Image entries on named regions
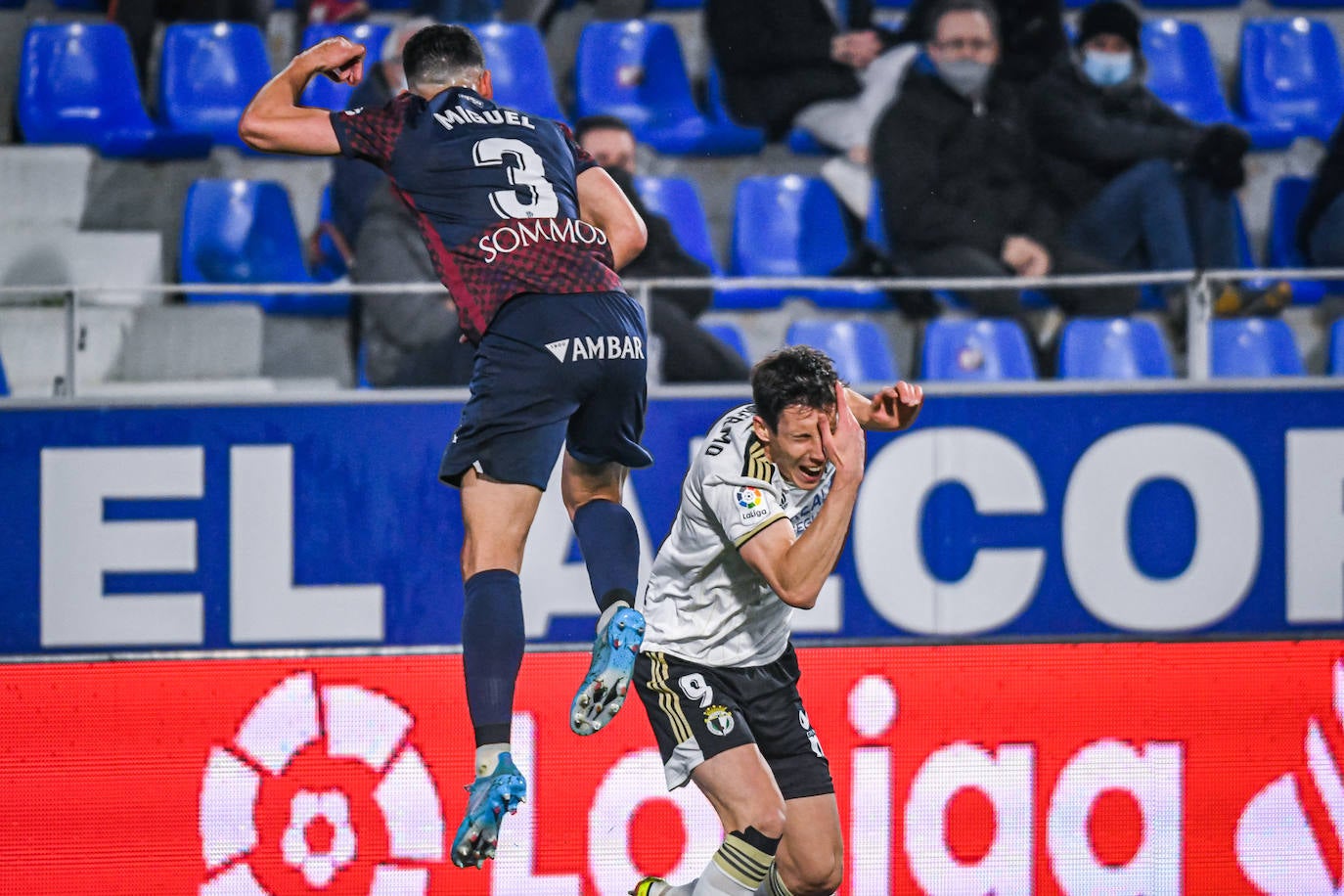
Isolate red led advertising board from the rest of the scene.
[0,641,1344,896]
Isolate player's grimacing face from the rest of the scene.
[754,404,834,489]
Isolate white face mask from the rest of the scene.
[1083,50,1135,87]
[934,59,993,100]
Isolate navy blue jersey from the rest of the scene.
[331,87,621,342]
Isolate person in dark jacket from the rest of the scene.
[873,0,1139,332]
[1297,119,1344,267]
[704,0,905,151]
[1031,0,1269,310]
[574,115,751,382]
[895,0,1068,85]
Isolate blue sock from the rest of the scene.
[574,498,640,609]
[463,569,525,747]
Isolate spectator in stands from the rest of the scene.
[1297,113,1344,267]
[704,0,914,154]
[873,0,1139,359]
[115,0,273,86]
[1031,0,1283,312]
[898,0,1068,85]
[332,18,434,254]
[351,183,475,387]
[574,115,751,382]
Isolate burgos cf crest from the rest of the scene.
[704,703,736,738]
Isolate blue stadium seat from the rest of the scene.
[298,22,392,111]
[784,318,898,382]
[1266,177,1344,305]
[1142,19,1293,149]
[181,180,349,314]
[635,176,723,274]
[1333,317,1344,377]
[1059,317,1172,381]
[704,61,765,147]
[701,321,751,364]
[1140,0,1242,10]
[313,184,352,284]
[574,19,763,156]
[1210,317,1305,377]
[16,22,209,158]
[471,22,565,121]
[158,22,270,148]
[923,317,1036,381]
[1240,16,1344,141]
[731,175,891,309]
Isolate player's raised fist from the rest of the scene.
[304,36,364,85]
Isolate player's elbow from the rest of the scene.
[776,589,822,609]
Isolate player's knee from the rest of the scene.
[748,802,784,839]
[784,850,844,896]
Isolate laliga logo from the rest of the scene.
[1236,661,1344,896]
[199,672,443,896]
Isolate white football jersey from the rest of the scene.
[641,404,834,666]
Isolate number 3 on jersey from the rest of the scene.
[471,137,560,217]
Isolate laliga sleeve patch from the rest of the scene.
[734,485,770,522]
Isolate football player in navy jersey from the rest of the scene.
[238,25,653,867]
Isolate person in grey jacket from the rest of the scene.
[873,0,1139,333]
[351,184,475,387]
[1031,0,1269,314]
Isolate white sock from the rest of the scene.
[475,742,510,778]
[754,865,793,896]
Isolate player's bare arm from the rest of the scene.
[238,37,364,156]
[738,382,864,609]
[575,168,650,270]
[845,381,923,432]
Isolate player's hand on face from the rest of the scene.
[869,381,923,431]
[304,36,364,85]
[817,382,866,482]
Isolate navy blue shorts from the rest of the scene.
[438,292,653,490]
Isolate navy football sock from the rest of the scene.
[574,498,640,609]
[463,569,525,747]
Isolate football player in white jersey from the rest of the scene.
[630,346,923,896]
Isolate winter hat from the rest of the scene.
[1074,0,1142,50]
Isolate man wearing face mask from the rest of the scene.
[1031,0,1290,313]
[873,0,1139,360]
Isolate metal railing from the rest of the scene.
[0,267,1344,398]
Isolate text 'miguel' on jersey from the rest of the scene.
[331,87,621,342]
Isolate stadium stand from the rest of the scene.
[18,22,211,158]
[1325,317,1344,377]
[1140,18,1293,149]
[180,180,349,314]
[635,175,723,274]
[471,22,567,121]
[715,175,890,309]
[1210,317,1305,377]
[698,321,751,365]
[158,22,272,152]
[784,317,898,382]
[574,19,762,156]
[1059,317,1172,381]
[1240,16,1344,140]
[922,318,1036,381]
[299,22,392,111]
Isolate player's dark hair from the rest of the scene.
[402,25,485,89]
[924,0,999,40]
[574,115,635,143]
[751,345,840,431]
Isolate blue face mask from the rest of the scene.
[1083,50,1135,87]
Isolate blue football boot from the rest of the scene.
[570,607,644,735]
[453,752,527,868]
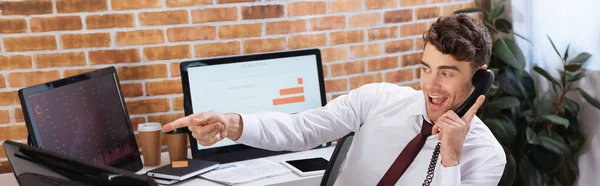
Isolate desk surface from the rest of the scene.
[0,146,335,186]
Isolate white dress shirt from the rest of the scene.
[236,83,506,186]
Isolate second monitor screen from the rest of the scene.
[188,55,322,150]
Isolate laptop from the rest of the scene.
[3,140,158,186]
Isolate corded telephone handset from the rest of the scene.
[423,69,494,186]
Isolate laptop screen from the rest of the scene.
[25,74,137,164]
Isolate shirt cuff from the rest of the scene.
[439,164,460,186]
[235,114,260,146]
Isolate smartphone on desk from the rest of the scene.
[281,157,329,176]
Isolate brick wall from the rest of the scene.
[0,0,475,172]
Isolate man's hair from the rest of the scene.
[423,14,492,68]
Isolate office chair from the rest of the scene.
[321,132,354,186]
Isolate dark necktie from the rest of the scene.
[377,119,432,186]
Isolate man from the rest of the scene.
[163,15,506,186]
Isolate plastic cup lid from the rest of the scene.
[138,122,162,132]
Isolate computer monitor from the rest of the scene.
[180,49,329,162]
[19,67,142,171]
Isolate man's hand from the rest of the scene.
[432,95,485,167]
[163,111,242,146]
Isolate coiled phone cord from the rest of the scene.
[423,142,440,186]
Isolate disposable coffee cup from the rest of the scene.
[138,123,162,166]
[165,128,188,161]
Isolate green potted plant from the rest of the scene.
[455,0,600,186]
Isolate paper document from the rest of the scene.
[200,158,292,185]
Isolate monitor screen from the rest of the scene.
[25,74,137,165]
[187,55,322,150]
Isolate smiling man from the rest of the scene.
[164,15,506,186]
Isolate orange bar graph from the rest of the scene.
[279,87,304,96]
[273,96,304,105]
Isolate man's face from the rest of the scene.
[421,44,480,122]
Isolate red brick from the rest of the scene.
[167,0,212,7]
[385,68,414,83]
[309,16,346,31]
[111,0,162,10]
[56,0,108,13]
[384,39,413,53]
[85,14,134,29]
[288,33,327,49]
[60,33,110,49]
[400,0,427,6]
[400,23,427,37]
[350,74,383,89]
[4,35,57,52]
[144,45,191,61]
[167,26,217,42]
[146,80,183,96]
[350,43,383,58]
[415,6,440,19]
[244,37,286,54]
[194,41,241,57]
[173,96,183,110]
[325,78,348,92]
[383,9,412,23]
[192,7,238,23]
[330,61,365,76]
[89,49,140,65]
[35,52,86,68]
[0,55,33,70]
[329,30,365,45]
[349,13,381,27]
[288,1,327,16]
[0,91,21,106]
[8,71,60,87]
[367,26,398,41]
[219,23,262,39]
[402,52,423,67]
[13,108,25,122]
[0,18,27,34]
[0,125,27,141]
[64,68,96,77]
[368,56,398,71]
[116,29,165,46]
[0,110,10,124]
[217,0,259,4]
[365,0,398,10]
[117,64,168,80]
[327,0,362,13]
[242,5,284,19]
[121,83,144,97]
[138,10,189,26]
[266,20,306,34]
[321,47,348,62]
[126,98,171,114]
[29,16,83,32]
[0,0,54,15]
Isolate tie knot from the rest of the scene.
[421,118,433,136]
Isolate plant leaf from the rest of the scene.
[492,38,525,69]
[454,8,485,14]
[487,96,521,110]
[546,35,563,59]
[538,133,571,156]
[579,88,600,109]
[533,66,559,85]
[542,114,569,128]
[565,63,581,72]
[567,72,585,82]
[569,52,592,65]
[525,127,542,145]
[495,18,512,33]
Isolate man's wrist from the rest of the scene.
[225,113,244,141]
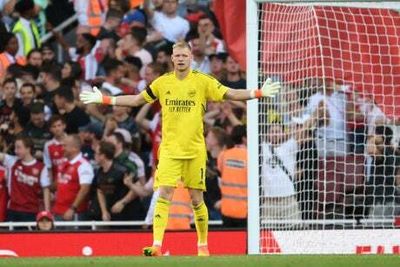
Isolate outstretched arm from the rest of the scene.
[224,78,281,100]
[79,87,146,107]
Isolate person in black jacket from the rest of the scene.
[364,126,400,221]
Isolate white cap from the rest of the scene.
[292,114,311,124]
[114,128,132,144]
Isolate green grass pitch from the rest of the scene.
[0,255,400,267]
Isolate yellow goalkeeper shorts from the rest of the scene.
[154,155,207,191]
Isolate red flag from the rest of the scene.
[213,0,246,70]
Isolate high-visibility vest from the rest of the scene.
[13,20,41,56]
[218,146,247,219]
[167,183,192,230]
[87,0,107,36]
[0,52,26,79]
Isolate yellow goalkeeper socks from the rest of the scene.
[192,201,208,245]
[153,197,171,246]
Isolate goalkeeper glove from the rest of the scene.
[250,78,281,98]
[79,87,116,105]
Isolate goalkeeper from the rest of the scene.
[80,42,280,256]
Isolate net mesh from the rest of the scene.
[258,3,400,252]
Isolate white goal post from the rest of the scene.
[246,0,400,254]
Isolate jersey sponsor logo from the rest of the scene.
[32,168,39,176]
[188,89,196,98]
[57,173,72,184]
[165,98,196,113]
[14,169,39,186]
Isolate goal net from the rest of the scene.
[247,0,400,253]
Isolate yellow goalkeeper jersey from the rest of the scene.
[142,70,228,159]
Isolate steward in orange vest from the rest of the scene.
[0,32,26,81]
[218,125,247,227]
[87,0,107,36]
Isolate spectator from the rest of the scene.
[197,15,225,55]
[97,8,123,40]
[117,27,153,72]
[0,166,8,222]
[189,35,211,75]
[221,56,246,89]
[19,83,35,109]
[79,122,103,162]
[156,45,174,72]
[106,131,137,178]
[0,108,30,154]
[12,0,41,56]
[94,141,132,221]
[101,59,124,95]
[61,61,82,80]
[135,104,161,171]
[112,102,138,134]
[36,211,54,231]
[34,0,49,37]
[23,102,51,160]
[0,32,25,82]
[53,32,102,81]
[68,33,98,80]
[39,64,61,112]
[204,127,228,220]
[53,135,94,221]
[54,87,90,134]
[43,115,67,188]
[73,0,107,36]
[0,136,50,222]
[208,53,227,81]
[26,48,43,68]
[145,0,190,43]
[0,78,22,125]
[138,62,167,92]
[121,9,147,29]
[114,128,146,184]
[42,44,58,66]
[106,132,144,220]
[215,125,247,227]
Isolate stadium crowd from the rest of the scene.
[0,0,400,229]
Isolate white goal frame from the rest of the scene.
[246,0,400,254]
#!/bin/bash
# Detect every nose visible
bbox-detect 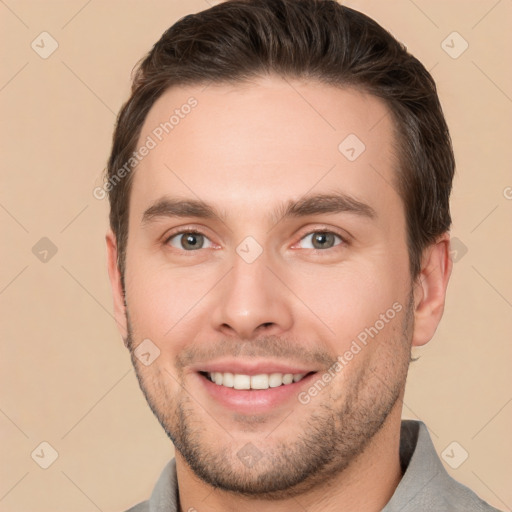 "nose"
[212,248,293,340]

What the task asks
Please count the lines in the entries above that contain the string "screen", treating uppercase and lowercase as different. Reply with the number only.

Written solution
3